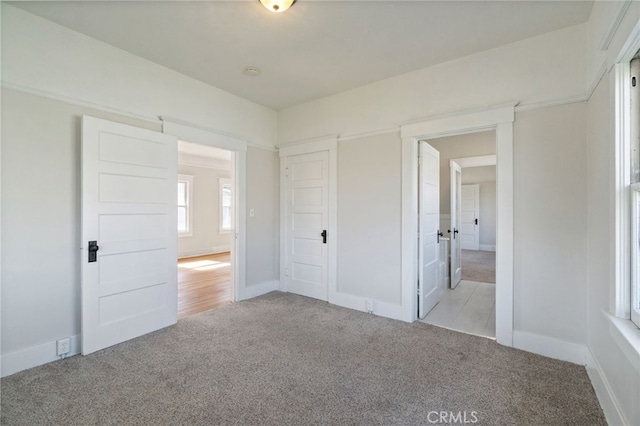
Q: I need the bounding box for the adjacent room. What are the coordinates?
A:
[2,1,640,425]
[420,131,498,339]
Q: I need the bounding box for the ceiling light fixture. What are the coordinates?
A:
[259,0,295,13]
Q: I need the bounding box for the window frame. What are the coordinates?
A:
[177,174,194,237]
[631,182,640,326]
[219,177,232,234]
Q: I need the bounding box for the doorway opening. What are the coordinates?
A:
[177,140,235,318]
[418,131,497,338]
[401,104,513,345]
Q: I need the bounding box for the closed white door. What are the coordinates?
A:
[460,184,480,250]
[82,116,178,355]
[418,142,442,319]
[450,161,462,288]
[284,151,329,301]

━━━━━━━━

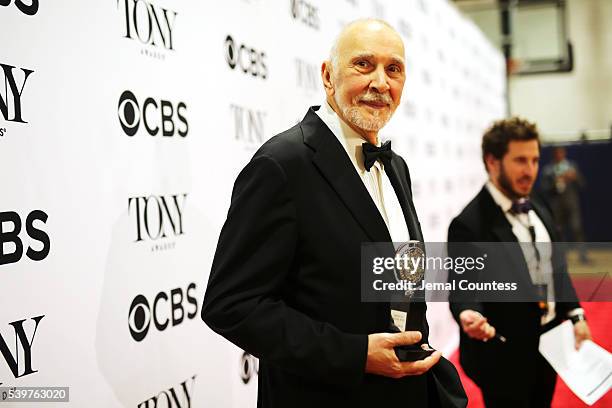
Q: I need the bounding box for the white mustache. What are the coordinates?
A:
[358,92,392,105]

━━━━━━━━

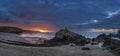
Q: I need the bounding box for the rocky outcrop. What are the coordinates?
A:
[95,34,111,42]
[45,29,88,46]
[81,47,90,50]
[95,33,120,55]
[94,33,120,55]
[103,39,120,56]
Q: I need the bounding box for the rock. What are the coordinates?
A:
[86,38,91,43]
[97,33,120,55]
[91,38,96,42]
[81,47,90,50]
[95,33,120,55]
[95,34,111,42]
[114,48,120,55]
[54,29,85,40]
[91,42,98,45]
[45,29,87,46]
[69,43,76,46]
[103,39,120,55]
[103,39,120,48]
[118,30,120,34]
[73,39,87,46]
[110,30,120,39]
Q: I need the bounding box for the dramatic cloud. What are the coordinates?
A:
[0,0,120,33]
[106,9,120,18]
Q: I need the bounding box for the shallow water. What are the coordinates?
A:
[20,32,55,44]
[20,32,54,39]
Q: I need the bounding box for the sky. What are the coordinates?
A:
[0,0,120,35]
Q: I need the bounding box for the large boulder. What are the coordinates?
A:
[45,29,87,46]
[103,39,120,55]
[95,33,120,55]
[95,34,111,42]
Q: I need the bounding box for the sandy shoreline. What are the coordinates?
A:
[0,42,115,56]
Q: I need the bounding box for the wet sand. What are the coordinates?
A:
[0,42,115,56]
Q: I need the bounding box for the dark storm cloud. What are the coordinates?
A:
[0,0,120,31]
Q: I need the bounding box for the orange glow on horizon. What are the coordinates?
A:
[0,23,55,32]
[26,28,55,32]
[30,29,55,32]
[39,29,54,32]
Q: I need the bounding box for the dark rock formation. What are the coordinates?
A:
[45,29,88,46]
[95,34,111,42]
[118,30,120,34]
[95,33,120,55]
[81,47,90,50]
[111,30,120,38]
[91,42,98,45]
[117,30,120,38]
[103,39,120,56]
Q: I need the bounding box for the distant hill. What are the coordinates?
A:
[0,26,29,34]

━━━━━━━━

> **TASK BRIEF**: If a line in the records contains the word "white", copy it.

> **ANSWER TO THIS EXERCISE**:
Q: I need the bounding box for the closed white door. What are the coordinates?
Q: I need the bounding box for the white mustache. What are the coordinates?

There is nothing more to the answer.